# PROMPT 1:
Decide whether each statement below agrees with the Death Row editorial, answering yes or no and quoting the deciding words: (a) King was convicted of murdering Natalie Brady, a retiree from Tarpon Springs; (b) the governor granted King a 60-day stay; (c) tests done in 2001 were conclusive.
# PROMPT 2:
Quote the Death Row editorial starting with "This week, King" and going on through "proof of innocence.".

25 years on Death Row
Palm Beach Post Editorial
Friday, December 6, 2002
With the election safely over, Gov. Bush could grant a condemned killer a stay of execution and not worry about potential political repercussions. No matter what happens to Amos King, his case argues again that there is a better way than the death penalty to deal with terrible crimes.
King has been on Death Row for a quarter-century, convicted of murdering a Tarpon Springs retiree, Natalie Brady, and setting her house on fire to cover the crime. King has proclaimed his innocence, but he was hardly an innocent in 1977. He had been serving time at a work-release facility near Ms. Brady's home, and his clothes were bloody when a guard stopped him trying to enter the morning after the murder. King nearly killed the man, stabbing him two dozen times.
This week, King was just an hour from lethal injection when the governor granted a 30-day stay. One of the lawyers arguing on King's behalf was Barry Scheck, who was part of the O.J. Simpson defense team. Mr. Scheck is co-founder of the Innocence Project, which is affiliated with the Cardozo School of Law at Yeshiva University in New York. The group takes only cases in which post-conviction DNA testing might offer clear proof of innocence.
In this case, Mr. Scheck wants to run tests on hair samples and scrapings from under Ms. Brady's fingernails. Similar tests in 2001 were inconclusive, but Mr. Scheck believes that newer technology can determine whether the scrapings, presumably from efforts to fight off an attacker, are from someone other than King. In that event, Mr. Scheck told The Miami Herald, there would be "strong evidence of innocence." Gov. Bush called the delay "wholly appropriate."

# INPUT DATA:
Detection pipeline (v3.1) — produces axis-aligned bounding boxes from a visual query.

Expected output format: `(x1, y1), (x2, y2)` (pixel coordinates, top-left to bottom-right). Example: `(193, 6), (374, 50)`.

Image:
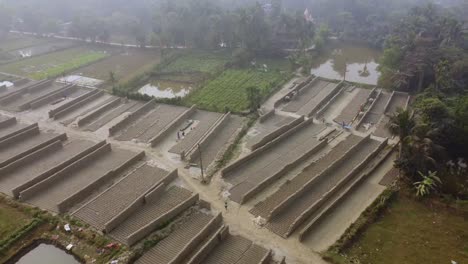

# ANSWER 1:
(a) Yes: "convicted of murdering a Tarpon Springs retiree, Natalie Brady"
(b) No: "the governor granted a 30-day stay"
(c) No: "Similar tests in 2001 were inconclusive"

# ANSWER 2:
This week, King was just an hour from lethal injection when the governor granted a 30-day stay. One of the lawyers arguing on King's behalf was Barry Scheck, who was part of the O.J. Simpson defense team. Mr. Scheck is co-founder of the Innocence Project, which is affiliated with the Cardozo School of Law at Yeshiva University in New York. The group takes only cases in which post-conviction DNA testing might offer clear proof of innocence.